**** Data lines

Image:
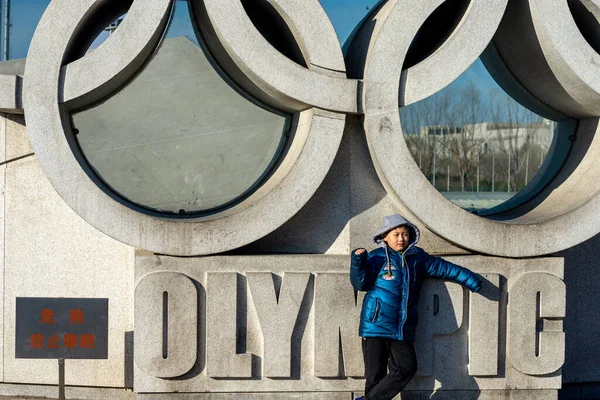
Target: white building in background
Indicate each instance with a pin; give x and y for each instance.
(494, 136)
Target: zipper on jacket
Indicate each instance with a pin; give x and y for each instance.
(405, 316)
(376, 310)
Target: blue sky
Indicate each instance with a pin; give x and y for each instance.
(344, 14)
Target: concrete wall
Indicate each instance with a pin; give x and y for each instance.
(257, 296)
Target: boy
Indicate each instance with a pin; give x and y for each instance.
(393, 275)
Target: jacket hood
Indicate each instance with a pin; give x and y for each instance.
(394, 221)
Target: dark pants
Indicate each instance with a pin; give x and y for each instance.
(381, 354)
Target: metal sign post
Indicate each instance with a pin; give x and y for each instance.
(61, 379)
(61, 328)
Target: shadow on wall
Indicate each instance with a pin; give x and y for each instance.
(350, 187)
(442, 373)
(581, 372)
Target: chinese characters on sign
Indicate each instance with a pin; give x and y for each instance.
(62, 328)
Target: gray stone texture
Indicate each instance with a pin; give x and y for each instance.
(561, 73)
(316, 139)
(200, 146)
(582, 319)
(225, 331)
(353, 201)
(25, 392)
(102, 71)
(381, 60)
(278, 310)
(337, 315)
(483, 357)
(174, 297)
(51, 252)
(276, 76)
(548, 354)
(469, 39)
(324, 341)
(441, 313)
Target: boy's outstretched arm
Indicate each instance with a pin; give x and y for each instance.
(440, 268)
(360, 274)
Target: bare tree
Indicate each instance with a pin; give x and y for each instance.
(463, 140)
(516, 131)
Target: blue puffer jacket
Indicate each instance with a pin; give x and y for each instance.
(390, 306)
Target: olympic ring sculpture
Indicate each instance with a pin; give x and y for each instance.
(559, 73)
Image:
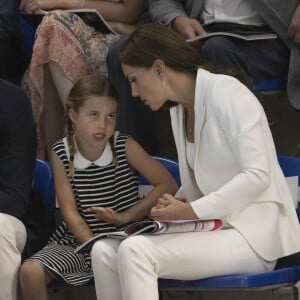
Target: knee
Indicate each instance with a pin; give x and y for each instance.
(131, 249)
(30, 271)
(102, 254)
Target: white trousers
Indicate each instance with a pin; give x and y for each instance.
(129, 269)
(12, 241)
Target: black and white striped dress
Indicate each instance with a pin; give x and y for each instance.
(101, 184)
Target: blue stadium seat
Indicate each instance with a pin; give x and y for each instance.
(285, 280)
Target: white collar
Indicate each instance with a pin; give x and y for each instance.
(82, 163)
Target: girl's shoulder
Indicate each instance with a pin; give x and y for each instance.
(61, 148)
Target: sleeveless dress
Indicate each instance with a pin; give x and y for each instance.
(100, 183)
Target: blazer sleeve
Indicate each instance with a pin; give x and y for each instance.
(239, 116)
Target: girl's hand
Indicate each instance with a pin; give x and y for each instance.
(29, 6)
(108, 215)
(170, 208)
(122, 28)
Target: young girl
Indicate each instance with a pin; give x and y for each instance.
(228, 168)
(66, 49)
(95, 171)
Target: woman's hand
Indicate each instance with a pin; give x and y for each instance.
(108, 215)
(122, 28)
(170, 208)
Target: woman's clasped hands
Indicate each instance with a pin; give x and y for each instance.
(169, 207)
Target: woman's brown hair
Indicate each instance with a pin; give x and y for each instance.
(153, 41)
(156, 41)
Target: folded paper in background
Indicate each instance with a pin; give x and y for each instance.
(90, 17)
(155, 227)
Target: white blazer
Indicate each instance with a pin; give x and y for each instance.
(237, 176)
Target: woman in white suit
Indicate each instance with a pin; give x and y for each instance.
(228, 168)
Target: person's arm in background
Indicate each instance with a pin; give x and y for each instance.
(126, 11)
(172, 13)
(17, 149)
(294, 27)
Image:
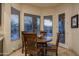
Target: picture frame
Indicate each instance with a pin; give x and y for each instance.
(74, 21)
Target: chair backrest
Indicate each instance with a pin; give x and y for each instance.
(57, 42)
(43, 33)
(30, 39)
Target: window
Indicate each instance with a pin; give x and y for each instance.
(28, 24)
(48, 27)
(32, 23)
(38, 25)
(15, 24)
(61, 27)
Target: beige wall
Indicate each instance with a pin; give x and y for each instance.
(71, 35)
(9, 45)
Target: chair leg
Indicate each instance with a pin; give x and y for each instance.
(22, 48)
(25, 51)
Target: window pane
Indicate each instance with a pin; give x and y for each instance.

********

- [What you will do]: Output only these lines, word for word: the line containing "Target: white collar" and every line after it through the last line of the data. Omit the pictures.

- [Worked solution]:
Target: white collar
Indicate each instance with a pin; give x and y for each instance.
(82, 163)
Target: girl's shoulder
Indicate each instance with a pin; give x and y for each instance.
(61, 148)
Target: sleeveless dress
Indicate each instance with a pin; give x and y for each instance.
(100, 183)
Target: blazer sleeve
Indicate each instance with a pin; give x and y for each instance.
(239, 116)
Target: girl's hand
Indicate each instance with a pin; give x and y for each instance.
(29, 6)
(108, 215)
(170, 208)
(122, 28)
Target: young girl
Indicate each instance with a pin; give x and y for each instance.
(228, 168)
(66, 49)
(95, 171)
Target: woman's hand
Indicate each instance with a pin; give x and y for each instance.
(108, 215)
(122, 28)
(170, 208)
Target: woman's clasped hands
Indicate each instance with a pin; give x and y for each instance.
(169, 207)
Target: woman's brown hair
Indicate each instance with a pin; give x and y for each instance.
(153, 41)
(156, 41)
Target: folded paper in background
Indicate each instance with a pin; give x and y for each instance.
(90, 17)
(155, 227)
Target: white blazer
Indicate each instance with a pin; give x and y for each instance.
(237, 176)
Target: woman in white suit
Indicate each instance with a pin; give x and y for each instance.
(228, 168)
Target: person's arm in background
Indicate each instance with a pin; give x and y for each instance.
(126, 11)
(172, 13)
(17, 149)
(294, 27)
Image:
Target: picture frame
Indicate each instance with a pin; give x and y for each instance.
(74, 21)
Target: chair backrest
Indicate each instance with a pin; give x and y for each instance.
(57, 42)
(43, 33)
(30, 39)
Target: window
Indicate each instance with a pin; give x and y for each instance.
(28, 24)
(48, 27)
(32, 23)
(38, 25)
(15, 24)
(61, 27)
Target: beige wall
Indicate each instance with a pin; give x and y for each instance.
(71, 35)
(9, 45)
Target: chair leg
Indicate each instance with a pin; give x and y for each instance.
(22, 48)
(25, 51)
Target: window pane
Indicate each instance with a pin; give x and y for each instance.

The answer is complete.